Stored data –

==================================================

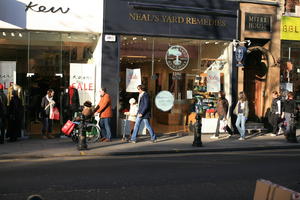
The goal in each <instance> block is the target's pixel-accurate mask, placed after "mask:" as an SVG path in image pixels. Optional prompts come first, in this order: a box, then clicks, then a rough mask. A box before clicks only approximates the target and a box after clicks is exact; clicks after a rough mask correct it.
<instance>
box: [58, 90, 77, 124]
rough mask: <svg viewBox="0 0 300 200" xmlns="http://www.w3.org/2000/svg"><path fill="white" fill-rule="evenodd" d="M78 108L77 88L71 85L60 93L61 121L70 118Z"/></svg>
mask: <svg viewBox="0 0 300 200" xmlns="http://www.w3.org/2000/svg"><path fill="white" fill-rule="evenodd" d="M79 108H80V102H79V94H78V90H77V89H76V88H74V87H73V86H69V87H68V88H66V89H65V91H64V92H63V95H62V110H63V121H64V122H66V121H67V120H72V118H73V117H74V113H75V112H77V111H78V110H79Z"/></svg>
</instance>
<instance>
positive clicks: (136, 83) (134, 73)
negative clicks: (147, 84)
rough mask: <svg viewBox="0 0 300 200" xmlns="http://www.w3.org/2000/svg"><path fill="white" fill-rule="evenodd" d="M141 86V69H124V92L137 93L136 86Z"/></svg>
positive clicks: (141, 75)
mask: <svg viewBox="0 0 300 200" xmlns="http://www.w3.org/2000/svg"><path fill="white" fill-rule="evenodd" d="M141 84H142V75H141V69H140V68H137V69H126V92H138V90H137V86H138V85H141Z"/></svg>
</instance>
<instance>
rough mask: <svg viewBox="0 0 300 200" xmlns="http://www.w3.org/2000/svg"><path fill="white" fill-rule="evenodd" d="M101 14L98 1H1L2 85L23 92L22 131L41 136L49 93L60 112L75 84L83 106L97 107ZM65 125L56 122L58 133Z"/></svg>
mask: <svg viewBox="0 0 300 200" xmlns="http://www.w3.org/2000/svg"><path fill="white" fill-rule="evenodd" d="M83 4H84V5H83ZM102 9H103V1H99V0H88V1H85V2H84V3H82V2H79V1H71V0H60V1H56V0H47V1H43V0H33V1H29V0H19V1H11V0H3V1H1V2H0V74H1V77H0V82H1V84H3V85H4V90H5V92H7V89H8V88H9V87H10V86H12V85H19V86H20V87H21V88H22V100H23V102H22V104H23V106H24V117H23V119H24V124H23V129H24V130H27V131H28V133H30V134H35V133H40V129H41V127H40V126H41V124H40V123H39V122H38V121H37V118H38V113H39V111H40V102H41V98H42V97H43V96H44V95H46V91H47V90H48V89H49V88H52V89H54V91H55V96H54V100H55V102H56V105H57V106H58V107H59V108H61V111H62V110H63V108H62V106H61V105H62V102H61V99H62V98H61V96H62V94H63V93H64V92H65V91H66V90H65V89H66V88H68V87H69V86H70V85H73V86H74V87H75V88H76V89H78V92H79V93H80V94H81V95H80V98H81V99H80V104H81V105H82V104H83V102H84V100H91V101H92V102H96V95H95V91H97V88H99V87H100V84H101V83H100V81H97V80H100V78H99V77H100V76H101V75H100V68H101V49H102V48H101V39H99V38H101V33H102V21H103V16H102V14H103V12H102ZM85 70H86V72H84V71H85ZM90 71H92V72H93V73H92V74H91V73H89V72H90ZM97 72H98V73H97ZM97 77H98V78H97ZM86 94H88V95H86ZM62 123H63V121H60V122H57V126H56V127H57V130H56V132H59V124H62Z"/></svg>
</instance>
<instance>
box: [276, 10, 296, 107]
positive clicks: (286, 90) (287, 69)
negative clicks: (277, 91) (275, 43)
mask: <svg viewBox="0 0 300 200" xmlns="http://www.w3.org/2000/svg"><path fill="white" fill-rule="evenodd" d="M299 33H300V17H288V16H283V17H282V19H281V69H280V89H281V92H282V93H283V94H286V92H288V91H290V92H294V93H295V98H296V100H297V102H299V103H300V60H299V55H300V34H299Z"/></svg>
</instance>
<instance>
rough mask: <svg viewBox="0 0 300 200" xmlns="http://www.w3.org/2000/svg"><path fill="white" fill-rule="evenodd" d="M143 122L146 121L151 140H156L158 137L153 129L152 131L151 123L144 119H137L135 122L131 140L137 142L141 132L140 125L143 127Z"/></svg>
mask: <svg viewBox="0 0 300 200" xmlns="http://www.w3.org/2000/svg"><path fill="white" fill-rule="evenodd" d="M142 121H144V123H145V126H146V128H147V130H148V131H149V133H150V136H151V140H156V135H155V134H154V131H153V129H152V127H151V125H150V123H149V119H143V118H141V117H137V118H136V120H135V125H134V129H133V133H132V136H131V140H132V141H136V136H137V134H138V132H139V128H140V125H141V122H142Z"/></svg>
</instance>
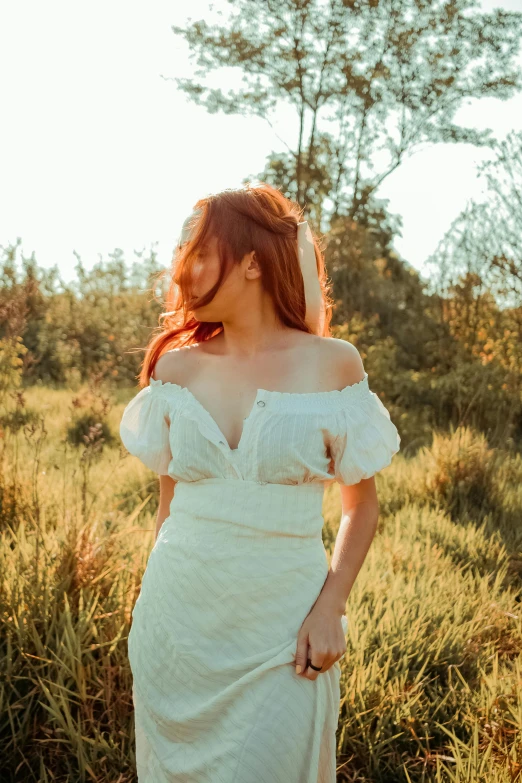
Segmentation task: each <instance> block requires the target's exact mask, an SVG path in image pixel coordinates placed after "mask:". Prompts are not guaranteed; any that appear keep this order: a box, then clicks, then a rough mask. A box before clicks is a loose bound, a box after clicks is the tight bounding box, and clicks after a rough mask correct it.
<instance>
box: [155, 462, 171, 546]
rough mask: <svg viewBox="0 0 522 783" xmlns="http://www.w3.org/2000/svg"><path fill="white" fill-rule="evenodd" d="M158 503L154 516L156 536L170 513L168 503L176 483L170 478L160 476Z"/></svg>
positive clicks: (167, 477) (158, 534)
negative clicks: (158, 500) (156, 515)
mask: <svg viewBox="0 0 522 783" xmlns="http://www.w3.org/2000/svg"><path fill="white" fill-rule="evenodd" d="M159 480H160V501H159V507H158V514H157V516H156V536H155V539H156V538H157V537H158V535H159V531H160V529H161V526H162V524H163V523H164V521H165V520H166V518H167V517H168V515H169V512H170V503H171V500H172V498H173V497H174V487H175V486H176V482H175V481H174V479H173V478H171V477H170V476H160V477H159Z"/></svg>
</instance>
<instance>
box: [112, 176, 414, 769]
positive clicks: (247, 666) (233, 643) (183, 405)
mask: <svg viewBox="0 0 522 783" xmlns="http://www.w3.org/2000/svg"><path fill="white" fill-rule="evenodd" d="M174 261H175V264H174V275H173V279H172V282H171V287H170V290H169V296H168V302H167V303H168V310H169V312H168V313H167V314H166V316H165V320H164V325H163V330H162V331H161V333H160V334H159V335H157V336H155V337H154V338H153V339H152V341H151V342H150V344H149V346H148V350H147V353H146V356H145V360H144V364H143V368H142V372H141V375H140V381H141V385H142V387H143V388H141V390H140V391H139V393H138V394H137V395H136V396H135V397H134V398H133V399H132V400H131V402H130V403H129V404H128V405H127V407H126V408H125V411H124V414H123V417H122V420H121V428H120V432H121V437H122V440H123V443H124V445H125V446H126V448H127V449H128V450H129V451H130V452H131V453H132V454H134V455H136V456H138V457H139V458H140V459H141V460H142V461H143V462H144V463H145V464H146V465H147V466H148V467H150V468H151V469H152V470H154V471H155V472H156V473H158V474H159V477H160V505H159V512H158V517H157V528H156V530H157V537H156V541H155V545H154V547H153V549H152V552H151V554H150V557H149V560H148V563H147V568H146V570H145V574H144V576H143V582H142V586H141V592H140V595H139V597H138V600H137V601H136V604H135V606H134V610H133V615H132V616H133V623H132V628H131V632H130V635H129V660H130V664H131V667H132V673H133V699H134V706H135V726H136V758H137V770H138V780H139V783H167V782H168V783H174V781H176V783H177V782H179V783H181V781H183V782H184V783H185V781H187V782H188V781H191V782H192V783H312V782H313V783H333V781H335V779H336V741H335V740H336V729H337V723H338V716H339V705H340V687H339V682H340V665H339V663H338V661H339V659H340V658H341V657H342V655H343V653H344V652H345V650H346V639H345V632H346V628H347V619H346V616H345V614H344V611H345V607H346V601H347V598H348V595H349V592H350V590H351V588H352V585H353V583H354V581H355V578H356V576H357V573H358V571H359V569H360V568H361V565H362V563H363V561H364V558H365V556H366V553H367V551H368V548H369V546H370V544H371V540H372V538H373V535H374V533H375V526H376V522H377V515H378V502H377V497H376V492H375V479H374V478H373V476H374V474H375V473H376V472H377V471H378V470H381V469H382V468H383V467H385V466H386V465H388V464H389V463H390V462H391V459H392V456H393V455H394V454H395V453H396V452H397V451H398V450H399V444H400V438H399V435H398V433H397V429H396V427H395V425H394V424H393V423H392V422H391V420H390V416H389V413H388V411H387V410H386V408H385V407H384V406H383V404H382V403H381V401H380V400H379V398H378V397H377V396H376V395H375V394H374V393H373V392H372V391H370V389H369V385H368V375H367V373H366V372H365V370H364V368H363V364H362V361H361V358H360V356H359V353H358V351H357V350H356V349H355V348H354V346H352V345H351V344H349V343H347V342H345V341H343V340H337V339H334V338H331V337H329V336H328V323H329V320H330V317H331V311H330V301H329V299H328V296H329V294H328V290H327V286H326V283H325V280H326V274H325V268H324V262H323V258H322V255H321V253H320V251H319V248H318V245H317V242H316V240H315V239H314V238H313V237H312V234H311V232H310V230H309V228H308V226H307V224H306V223H305V222H302V221H300V215H299V210H298V207H297V206H296V205H295V204H294V203H293V202H291V201H289V200H288V199H286V198H285V197H284V196H283V195H282V194H281V193H280V192H279V191H278V190H276V189H274V188H272V187H270V186H269V185H266V184H264V183H262V184H261V185H260V186H258V187H251V186H246V187H244V188H240V189H237V190H226V191H224V192H222V193H218V194H217V195H213V196H211V197H208V198H204V199H201V200H200V201H199V202H197V204H196V209H195V212H194V213H193V215H192V216H191V217H190V219H188V220H187V221H186V222H185V226H184V230H183V232H182V236H181V240H180V244H179V245H178V248H177V252H176V256H175V259H174ZM335 480H336V481H338V482H339V484H341V498H342V504H343V516H342V520H341V526H340V529H339V534H338V537H337V542H336V547H335V552H334V556H333V558H332V563H331V566H330V569H329V568H328V562H327V557H326V553H325V550H324V546H323V543H322V536H321V530H322V525H323V517H322V501H323V493H324V487H325V484H327V483H329V482H332V481H335Z"/></svg>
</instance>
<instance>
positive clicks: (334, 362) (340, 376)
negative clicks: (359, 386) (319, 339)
mask: <svg viewBox="0 0 522 783" xmlns="http://www.w3.org/2000/svg"><path fill="white" fill-rule="evenodd" d="M320 339H321V340H322V341H323V342H324V345H323V346H322V347H323V351H324V353H325V356H326V361H327V362H328V363H329V364H330V366H335V368H336V370H337V374H338V377H339V383H340V384H341V385H342V386H351V385H352V384H353V383H358V382H359V381H362V380H363V378H364V376H365V370H364V365H363V361H362V358H361V355H360V353H359V351H358V350H357V348H356V347H355V345H352V343H349V342H348V341H347V340H340V339H338V338H337V337H321V338H320Z"/></svg>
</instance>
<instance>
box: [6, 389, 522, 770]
mask: <svg viewBox="0 0 522 783" xmlns="http://www.w3.org/2000/svg"><path fill="white" fill-rule="evenodd" d="M133 393H134V390H132V389H128V390H121V391H116V392H111V393H108V394H105V393H102V394H99V396H98V398H97V399H96V394H95V397H94V398H92V397H90V396H89V395H92V392H82V391H75V392H72V391H66V390H57V389H50V388H45V387H39V388H38V387H32V388H30V389H28V390H26V391H24V392H21V391H18V392H17V393H16V405H14V406H13V405H12V404H11V405H10V408H9V410H10V413H9V414H7V413H5V414H4V419H3V425H2V433H1V434H2V437H1V438H0V449H1V461H2V470H1V474H0V475H1V478H0V482H1V483H0V532H1V538H0V574H1V591H0V617H1V623H2V629H1V646H0V655H1V672H2V676H1V679H0V699H1V705H0V716H1V717H0V720H1V724H0V726H1V729H0V732H1V733H0V743H1V745H0V746H1V758H2V769H1V773H0V774H1V780H2V781H6V783H7V781H19V780H23V781H27V782H29V781H39V782H41V783H50V781H59V782H60V783H62V782H63V783H65V781H67V783H73V782H74V783H76V782H77V781H110V782H111V783H126V782H127V781H133V780H135V776H134V768H135V767H134V764H135V761H134V757H133V752H134V751H133V747H134V734H133V715H132V702H131V683H132V679H131V673H130V669H129V665H128V661H127V636H128V632H129V627H130V621H131V610H132V606H133V604H134V601H135V600H136V598H137V595H138V592H139V585H140V579H141V576H142V574H143V570H144V568H145V565H146V562H147V557H148V553H149V551H150V548H151V547H152V545H153V536H154V533H153V529H154V523H155V515H156V510H157V500H158V481H157V478H156V476H155V475H154V474H152V473H150V472H149V471H148V470H147V468H145V467H144V466H143V465H142V464H141V463H140V462H139V461H138V460H137V459H136V458H134V457H132V456H130V455H128V454H127V453H126V452H125V451H124V449H123V447H122V446H121V443H120V441H119V437H118V424H119V418H120V416H121V413H122V410H123V405H124V403H125V402H126V401H127V400H128V399H129V398H130V396H131V395H132V394H133ZM93 399H94V402H95V403H96V404H98V406H99V407H98V410H99V411H101V413H100V415H99V419H100V421H102V422H103V424H102V425H101V426H96V422H95V423H94V424H93V423H92V421H91V422H90V427H89V426H87V425H89V415H88V413H87V411H88V410H91V409H92V408H93ZM94 407H96V405H94ZM82 434H83V435H86V438H85V439H83V438H82ZM377 486H378V493H379V499H380V505H381V515H380V522H379V529H378V532H377V534H376V537H375V539H374V542H373V544H372V546H371V548H370V551H369V554H368V557H367V559H366V561H365V564H364V566H363V569H362V570H361V572H360V574H359V577H358V579H357V581H356V583H355V586H354V589H353V590H352V593H351V595H350V597H349V601H348V604H347V616H348V619H349V628H348V634H347V652H346V655H345V657H344V658H343V660H342V679H341V693H342V701H341V711H340V717H339V730H338V780H339V781H358V782H359V783H360V782H361V781H368V782H369V781H371V782H372V783H384V782H385V783H395V781H415V782H416V783H417V781H418V782H419V783H420V782H421V781H452V782H453V781H455V783H464V781H473V782H474V783H475V782H477V783H478V782H483V783H504V782H506V783H507V781H516V780H519V779H521V776H522V699H521V694H522V687H521V686H522V663H521V657H520V651H521V649H522V621H521V607H520V600H521V595H522V590H521V587H522V582H521V572H522V555H521V551H522V546H521V544H522V526H521V524H520V522H521V510H522V459H521V458H520V456H519V455H516V454H515V453H510V452H508V451H501V450H499V449H491V448H489V446H488V443H487V441H486V439H485V438H484V436H483V435H482V434H480V433H477V432H475V431H473V430H471V429H466V428H459V429H457V430H455V431H454V432H450V433H449V434H444V433H435V434H434V437H433V443H432V444H431V445H430V446H429V447H423V448H422V449H420V451H418V452H417V453H416V454H415V455H409V454H407V453H400V454H399V455H397V456H396V457H395V458H394V461H393V463H392V465H391V466H390V467H389V468H387V469H386V470H384V471H383V472H382V473H381V474H379V475H378V476H377ZM323 511H324V518H325V526H324V530H323V539H324V544H325V547H326V549H327V552H331V550H332V546H333V543H334V541H335V535H336V530H337V526H338V522H339V516H340V497H339V490H338V487H337V485H335V484H334V485H331V486H330V487H328V488H327V491H326V494H325V500H324V508H323Z"/></svg>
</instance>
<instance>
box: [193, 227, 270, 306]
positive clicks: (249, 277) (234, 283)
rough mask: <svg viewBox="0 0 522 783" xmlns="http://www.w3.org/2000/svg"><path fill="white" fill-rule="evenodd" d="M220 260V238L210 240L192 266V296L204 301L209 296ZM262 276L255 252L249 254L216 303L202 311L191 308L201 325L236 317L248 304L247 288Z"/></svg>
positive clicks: (219, 294) (235, 266)
mask: <svg viewBox="0 0 522 783" xmlns="http://www.w3.org/2000/svg"><path fill="white" fill-rule="evenodd" d="M219 270H220V265H219V256H218V249H217V239H216V237H211V238H209V239H208V240H207V242H206V245H205V246H204V247H202V248H200V250H199V252H198V256H197V258H195V259H194V261H193V265H192V293H193V295H194V298H200V297H202V296H203V295H204V294H206V293H207V291H209V290H210V289H211V288H212V287H213V286H214V285H215V284H216V283H217V281H218V278H219ZM258 276H259V270H258V268H257V263H256V261H255V258H254V251H252V252H251V253H248V254H247V255H246V256H245V257H244V258H243V260H242V261H241V263H239V264H234V265H233V266H232V269H231V271H230V273H229V275H228V277H226V278H225V279H224V280H223V282H222V283H221V286H220V288H219V289H218V291H217V292H216V294H215V295H214V298H213V299H212V301H210V302H209V303H208V304H206V305H203V306H201V307H196V306H192V305H191V304H190V301H189V307H190V308H191V309H192V311H193V313H194V317H195V318H196V319H197V320H198V321H223V320H228V318H230V317H232V316H233V314H234V312H236V309H237V307H238V306H240V305H241V302H243V303H244V302H245V301H246V300H245V294H246V290H245V289H246V287H247V286H248V283H249V280H251V279H252V278H254V277H258Z"/></svg>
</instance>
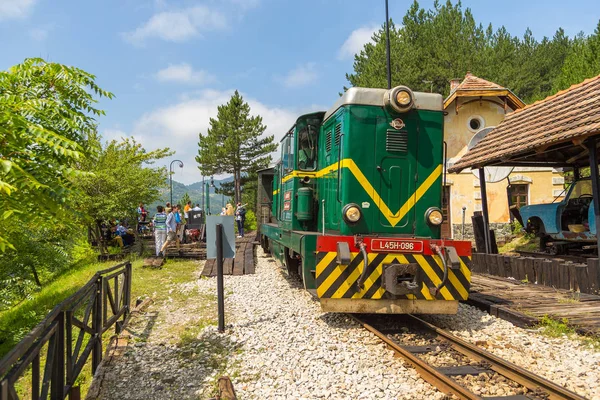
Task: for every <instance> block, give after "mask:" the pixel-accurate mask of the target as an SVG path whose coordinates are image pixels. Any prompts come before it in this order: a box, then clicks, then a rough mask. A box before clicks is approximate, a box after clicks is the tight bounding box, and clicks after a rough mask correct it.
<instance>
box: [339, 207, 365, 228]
mask: <svg viewBox="0 0 600 400" xmlns="http://www.w3.org/2000/svg"><path fill="white" fill-rule="evenodd" d="M342 215H343V217H344V220H345V221H346V222H347V223H349V224H355V223H357V222H358V221H359V220H360V217H362V213H361V212H360V208H358V206H357V205H356V204H352V203H351V204H346V206H345V207H344V209H343V210H342Z"/></svg>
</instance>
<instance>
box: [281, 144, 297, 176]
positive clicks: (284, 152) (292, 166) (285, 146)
mask: <svg viewBox="0 0 600 400" xmlns="http://www.w3.org/2000/svg"><path fill="white" fill-rule="evenodd" d="M293 144H294V143H293V140H292V135H291V134H288V135H287V136H286V137H285V138H284V139H283V141H282V146H281V164H282V177H283V176H284V175H287V174H289V173H290V172H292V171H293V170H294V145H293Z"/></svg>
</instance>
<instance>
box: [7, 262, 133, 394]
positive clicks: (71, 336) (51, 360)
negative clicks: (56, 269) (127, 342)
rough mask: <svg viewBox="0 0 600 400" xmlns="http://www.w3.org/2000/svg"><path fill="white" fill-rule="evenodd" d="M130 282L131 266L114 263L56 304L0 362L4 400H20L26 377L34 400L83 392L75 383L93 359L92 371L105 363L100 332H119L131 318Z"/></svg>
mask: <svg viewBox="0 0 600 400" xmlns="http://www.w3.org/2000/svg"><path fill="white" fill-rule="evenodd" d="M131 280H132V268H131V263H130V262H124V263H121V264H118V265H115V266H114V267H111V268H107V269H104V270H101V271H98V272H96V273H95V274H94V276H93V277H92V278H91V279H90V280H89V281H88V282H87V283H86V284H85V285H84V286H83V287H81V288H80V289H79V290H78V291H77V292H75V293H74V294H73V295H71V296H70V297H68V298H67V299H65V300H64V301H63V302H61V303H60V304H58V305H57V306H55V307H54V308H53V309H52V311H50V313H48V315H46V317H45V318H44V319H43V320H42V321H41V322H40V323H39V324H37V325H36V326H35V327H34V328H33V329H32V330H31V332H29V333H28V334H27V335H26V336H25V337H24V338H23V339H22V340H21V341H20V342H19V343H18V344H17V345H16V346H15V347H14V348H13V349H12V350H11V351H9V352H8V353H7V354H6V355H5V356H4V358H2V360H0V400H16V399H18V398H19V397H18V395H17V392H16V389H15V384H16V383H17V382H18V381H19V380H20V379H21V378H22V377H23V376H24V374H26V373H29V374H31V381H32V382H31V388H30V393H29V397H30V398H33V399H39V398H43V399H46V398H50V399H52V400H62V399H64V398H66V397H67V396H68V395H70V394H73V395H76V394H77V393H79V388H78V387H76V386H75V381H76V379H77V377H78V376H79V374H80V373H81V370H82V369H83V367H84V366H85V364H86V363H87V361H88V359H89V357H90V355H92V372H93V373H95V372H96V369H97V368H98V365H99V364H100V361H101V360H102V334H103V333H104V332H105V331H106V330H108V329H109V328H110V327H111V326H112V325H115V326H116V328H115V331H116V333H117V334H118V333H120V332H121V330H122V329H123V325H124V323H125V321H126V319H127V318H128V316H129V313H130V305H131ZM109 315H110V317H109ZM121 317H123V320H122V321H119V319H120V318H121ZM73 328H78V329H79V332H77V331H75V330H74V329H73ZM86 334H87V336H86ZM86 339H87V342H86ZM44 349H46V351H45V352H44ZM43 353H44V354H43Z"/></svg>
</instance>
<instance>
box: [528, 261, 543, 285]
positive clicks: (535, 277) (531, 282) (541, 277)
mask: <svg viewBox="0 0 600 400" xmlns="http://www.w3.org/2000/svg"><path fill="white" fill-rule="evenodd" d="M543 263H544V259H543V258H534V259H533V272H534V274H535V277H532V278H530V279H531V283H536V284H538V285H543V284H544V282H543V280H542V270H543Z"/></svg>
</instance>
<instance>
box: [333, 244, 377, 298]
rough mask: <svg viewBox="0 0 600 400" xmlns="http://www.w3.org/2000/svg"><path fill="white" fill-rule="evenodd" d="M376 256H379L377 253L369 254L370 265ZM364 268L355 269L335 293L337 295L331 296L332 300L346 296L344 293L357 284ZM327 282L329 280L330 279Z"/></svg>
mask: <svg viewBox="0 0 600 400" xmlns="http://www.w3.org/2000/svg"><path fill="white" fill-rule="evenodd" d="M355 254H357V253H355ZM376 256H377V254H375V253H370V254H367V260H368V261H369V264H370V263H371V261H373V259H374V258H375V257H376ZM352 258H354V257H352ZM361 264H362V262H361ZM363 268H364V265H363V266H362V268H354V271H352V272H351V273H350V275H349V276H348V278H346V280H345V281H344V282H343V283H342V284H341V285H340V287H339V288H338V290H336V291H335V293H334V294H333V295H332V296H331V298H332V299H341V298H342V296H344V293H346V291H348V289H350V287H351V286H352V285H354V284H355V283H356V281H357V280H358V277H359V276H360V274H361V272H362V269H363ZM327 280H329V278H328V279H327Z"/></svg>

==================================================

Exercise – The lines above, starting at the one with "positive clicks: (167, 477) (158, 534)" and ending at the one with "box: [112, 176, 414, 769]", are the only ones to return, exactly as written.

Task answer –
positive clicks: (167, 477) (158, 534)
negative clicks: (158, 500) (156, 515)
mask: <svg viewBox="0 0 522 783" xmlns="http://www.w3.org/2000/svg"><path fill="white" fill-rule="evenodd" d="M159 480H160V501H159V507H158V514H157V516H156V536H155V539H156V538H157V537H158V535H159V531H160V529H161V526H162V524H163V523H164V521H165V520H166V518H167V517H168V515H169V512H170V503H171V500H172V498H173V497H174V487H175V486H176V482H175V481H174V479H173V478H171V477H170V476H160V477H159Z"/></svg>
</instance>
<instance>
box: [112, 176, 414, 769]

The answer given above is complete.